**Exercise directions:** Beginning at the top of the entries below, retype each line exactly until the line containing "Where can you see the white satin" has been written out; include no pictures and no later lines.

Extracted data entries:
§ §
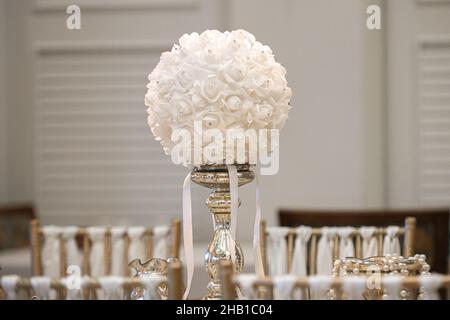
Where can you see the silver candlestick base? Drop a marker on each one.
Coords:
(219, 203)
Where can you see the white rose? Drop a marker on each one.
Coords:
(226, 80)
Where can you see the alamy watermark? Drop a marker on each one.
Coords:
(73, 21)
(231, 146)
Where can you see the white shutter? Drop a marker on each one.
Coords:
(434, 121)
(96, 161)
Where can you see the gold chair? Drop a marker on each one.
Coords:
(406, 233)
(84, 242)
(264, 287)
(174, 282)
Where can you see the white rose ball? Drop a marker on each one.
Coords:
(224, 80)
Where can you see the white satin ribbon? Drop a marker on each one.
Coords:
(160, 236)
(391, 243)
(299, 259)
(50, 250)
(151, 283)
(118, 251)
(277, 250)
(369, 243)
(319, 286)
(284, 286)
(41, 287)
(245, 282)
(234, 198)
(97, 236)
(346, 247)
(392, 285)
(354, 287)
(431, 284)
(325, 251)
(9, 285)
(112, 287)
(188, 233)
(73, 254)
(257, 255)
(136, 249)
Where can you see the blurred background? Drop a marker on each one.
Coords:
(369, 127)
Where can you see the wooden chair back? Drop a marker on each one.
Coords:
(264, 287)
(174, 282)
(406, 233)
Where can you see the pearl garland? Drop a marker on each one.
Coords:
(389, 264)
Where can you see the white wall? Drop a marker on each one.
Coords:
(19, 91)
(332, 148)
(418, 42)
(3, 107)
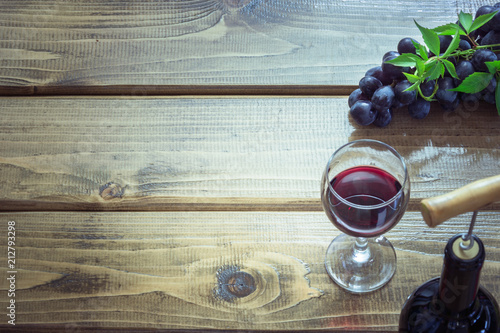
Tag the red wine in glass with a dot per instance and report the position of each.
(366, 201)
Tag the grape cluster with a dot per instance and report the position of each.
(383, 89)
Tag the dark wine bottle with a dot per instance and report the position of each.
(454, 302)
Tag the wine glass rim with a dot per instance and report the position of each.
(383, 204)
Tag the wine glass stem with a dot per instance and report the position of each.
(361, 251)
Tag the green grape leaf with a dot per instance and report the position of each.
(431, 38)
(450, 67)
(493, 66)
(412, 78)
(481, 20)
(413, 86)
(465, 20)
(453, 45)
(474, 83)
(421, 50)
(449, 29)
(435, 71)
(420, 68)
(405, 60)
(497, 96)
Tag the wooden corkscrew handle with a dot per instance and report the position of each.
(469, 198)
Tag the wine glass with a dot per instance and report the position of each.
(365, 189)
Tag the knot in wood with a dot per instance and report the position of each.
(111, 190)
(233, 283)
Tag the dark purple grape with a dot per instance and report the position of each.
(419, 109)
(494, 23)
(464, 45)
(383, 118)
(378, 73)
(393, 71)
(427, 87)
(368, 85)
(443, 95)
(489, 98)
(445, 41)
(404, 97)
(405, 45)
(480, 57)
(464, 69)
(383, 98)
(356, 95)
(491, 87)
(363, 113)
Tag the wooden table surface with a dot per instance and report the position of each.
(153, 150)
§ §
**Result:**
Where can you see the silver candlestick base? Drop a marker on each one.
Coords:
(219, 203)
Where can you see the white rose? Drop a marker on each one.
Coords:
(226, 80)
Where can you see the alamy watermark? Drop a marker on each one.
Coords:
(73, 21)
(231, 146)
Where can you see the white shutter? Drop a marker on each one.
Coords:
(434, 121)
(96, 161)
Where can you see the gold chair? Drop a marker on each one.
Coords:
(406, 233)
(84, 242)
(264, 287)
(174, 282)
Where can you see the white rose ball? Drop a marker on each one.
Coords:
(224, 80)
Where can you see the white satin ribbon? Drop a marker on each one.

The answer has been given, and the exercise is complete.